PASAJE DEL TEXTO
La vocación de los primeros discípulos de Jesús, San Lucas la narra precedida de “la pesca milagrosa”; con este signo Jesús llama la atención de aquellos hombres, y ellos responden con prontitud, dejándolo todo. El seguimiento definitivo de Jesús por parte de los primeros discípulos irá precedido de una etapa de enseñanza y milagros que les hacen experimentar su amor y su poder salvador.

La grandeza de Pedro en este pasaje evangélico consiste en no fiarse de sí mismo, de su propio juicio, de su “experiencia”. Humanamente hablando, como pescador experimentado que era, tenía razones de sobra para oponerse a la orden de Jesús: «hemos estado bregando toda la noche y no hemos recogido nada». Sin embargo, deja sus conocimientos y su experiencia particular a un lado para apoyarse en la palabra de Jesús: «Por tu palabra, echaré las redes». Muchas dificultades en nuestra vida de fe provienen de esto: nos aferramos a “nuestras experiencias”, muchas veces mal hechas, en lugar de fiarnos pura y simplemente de la palabra de Cristo.

Es precisamente este salto de la fe el que capacita a Pedro para colaborar eficazmente con Cristo. Primero ha tenido que pasar por la experiencia de un fracaso: sus muchos esfuerzos no han conseguido nada. Y desde esa experiencia de su pobreza puede abrirse a recibir una gran redada, una pesca abundante, pero como don, como gracia. Sólo así Jesús puede decirle: «Desde ahora serás pescador de hombres».

ACCIONES A REALIZAR
A – Reescriba de forma más breve el párrafo del comentario sobre la pesca milagrosa que comienza con «La grandeza de Pedro», conservando sus ideas principales.
B – Transcriba con total fidelidad el fragmento del comentario sobre la pesca milagrosa que empieza en "La grandeza de" y termina en "palabra de Cristo.".
El listado constituye un material independiente del comentario sobre la pesca milagrosa.

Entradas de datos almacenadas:
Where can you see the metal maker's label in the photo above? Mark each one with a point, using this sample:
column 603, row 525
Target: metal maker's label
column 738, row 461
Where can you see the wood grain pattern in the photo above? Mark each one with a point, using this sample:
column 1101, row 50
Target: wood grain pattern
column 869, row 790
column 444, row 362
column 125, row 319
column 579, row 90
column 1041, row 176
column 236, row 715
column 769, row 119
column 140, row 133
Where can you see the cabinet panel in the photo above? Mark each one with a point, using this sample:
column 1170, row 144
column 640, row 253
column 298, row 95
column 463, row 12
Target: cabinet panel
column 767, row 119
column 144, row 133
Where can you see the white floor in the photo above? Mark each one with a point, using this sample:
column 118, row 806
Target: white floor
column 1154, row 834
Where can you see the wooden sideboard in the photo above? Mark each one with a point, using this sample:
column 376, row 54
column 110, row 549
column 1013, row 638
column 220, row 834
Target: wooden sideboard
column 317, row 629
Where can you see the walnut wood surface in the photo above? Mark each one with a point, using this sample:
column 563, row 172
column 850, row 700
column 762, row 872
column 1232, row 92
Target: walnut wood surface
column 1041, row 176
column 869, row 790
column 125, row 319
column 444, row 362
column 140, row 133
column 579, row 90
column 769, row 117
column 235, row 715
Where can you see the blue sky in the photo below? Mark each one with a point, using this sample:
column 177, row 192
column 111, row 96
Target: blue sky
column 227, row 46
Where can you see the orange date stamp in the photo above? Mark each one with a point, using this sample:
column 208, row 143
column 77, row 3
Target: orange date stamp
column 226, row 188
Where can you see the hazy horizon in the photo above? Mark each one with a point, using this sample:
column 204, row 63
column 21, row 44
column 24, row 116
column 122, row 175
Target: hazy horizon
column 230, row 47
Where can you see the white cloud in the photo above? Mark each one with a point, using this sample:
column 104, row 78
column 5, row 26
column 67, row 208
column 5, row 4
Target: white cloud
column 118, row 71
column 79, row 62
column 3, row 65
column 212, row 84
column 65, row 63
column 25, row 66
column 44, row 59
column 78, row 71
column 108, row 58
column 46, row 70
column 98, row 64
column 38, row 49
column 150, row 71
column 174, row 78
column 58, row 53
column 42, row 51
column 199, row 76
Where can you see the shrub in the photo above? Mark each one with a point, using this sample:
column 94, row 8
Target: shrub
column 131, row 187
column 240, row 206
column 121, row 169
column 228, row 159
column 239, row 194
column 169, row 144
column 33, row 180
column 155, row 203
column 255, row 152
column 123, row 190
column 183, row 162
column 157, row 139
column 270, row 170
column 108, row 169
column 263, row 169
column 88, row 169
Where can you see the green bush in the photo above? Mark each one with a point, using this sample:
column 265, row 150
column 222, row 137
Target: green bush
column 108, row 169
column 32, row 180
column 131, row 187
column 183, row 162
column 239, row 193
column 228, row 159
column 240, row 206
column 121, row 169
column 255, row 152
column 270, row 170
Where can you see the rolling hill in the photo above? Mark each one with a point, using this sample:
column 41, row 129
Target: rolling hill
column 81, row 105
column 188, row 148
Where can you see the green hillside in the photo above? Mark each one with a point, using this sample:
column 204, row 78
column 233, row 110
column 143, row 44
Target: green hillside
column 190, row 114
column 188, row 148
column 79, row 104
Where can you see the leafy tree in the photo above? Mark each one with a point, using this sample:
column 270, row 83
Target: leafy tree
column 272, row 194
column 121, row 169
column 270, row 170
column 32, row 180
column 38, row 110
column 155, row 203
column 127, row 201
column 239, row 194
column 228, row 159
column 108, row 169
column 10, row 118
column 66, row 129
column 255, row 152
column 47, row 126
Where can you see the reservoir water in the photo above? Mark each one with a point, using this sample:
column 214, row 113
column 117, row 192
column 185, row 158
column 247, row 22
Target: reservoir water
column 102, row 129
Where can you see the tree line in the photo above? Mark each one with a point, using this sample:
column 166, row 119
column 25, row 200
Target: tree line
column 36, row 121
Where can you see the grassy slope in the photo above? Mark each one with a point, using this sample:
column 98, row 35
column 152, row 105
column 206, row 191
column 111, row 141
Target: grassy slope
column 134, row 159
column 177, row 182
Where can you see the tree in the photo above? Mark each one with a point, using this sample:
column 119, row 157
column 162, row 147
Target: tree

SOLUCIONES POR TAREA
A – La grandeza de Pedro está en no fiarse de su propio juicio ni de su experiencia. Como pescador experimentado, tenía motivos para oponerse a la orden de Jesús, pues no habían recogido nada en toda la noche. Aun así, dejó a un lado sus conocimientos y se apoyó en la palabra de Jesús para echar las redes. Muchas dificultades en la vida de fe provienen de aferrarse a las propias experiencias, a menudo mal hechas, en lugar de fiarse simplemente de la palabra de Cristo.

B –
La grandeza de Pedro en este pasaje evangélico consiste en no fiarse de sí mismo, de su propio juicio, de su “experiencia”. Humanamente hablando, como pescador experimentado que era, tenía razones de sobra para oponerse a la orden de Jesús: «hemos estado bregando toda la noche y no hemos recogido nada». Sin embargo, deja sus conocimientos y su experiencia particular a un lado para apoyarse en la palabra de Jesús: «Por tu palabra, echaré las redes». Muchas dificultades en nuestra vida de fe provienen de esto: nos aferramos a “nuestras experiencias”, muchas veces mal hechas, en lugar de fiarnos pura y simplemente de la palabra de Cristo.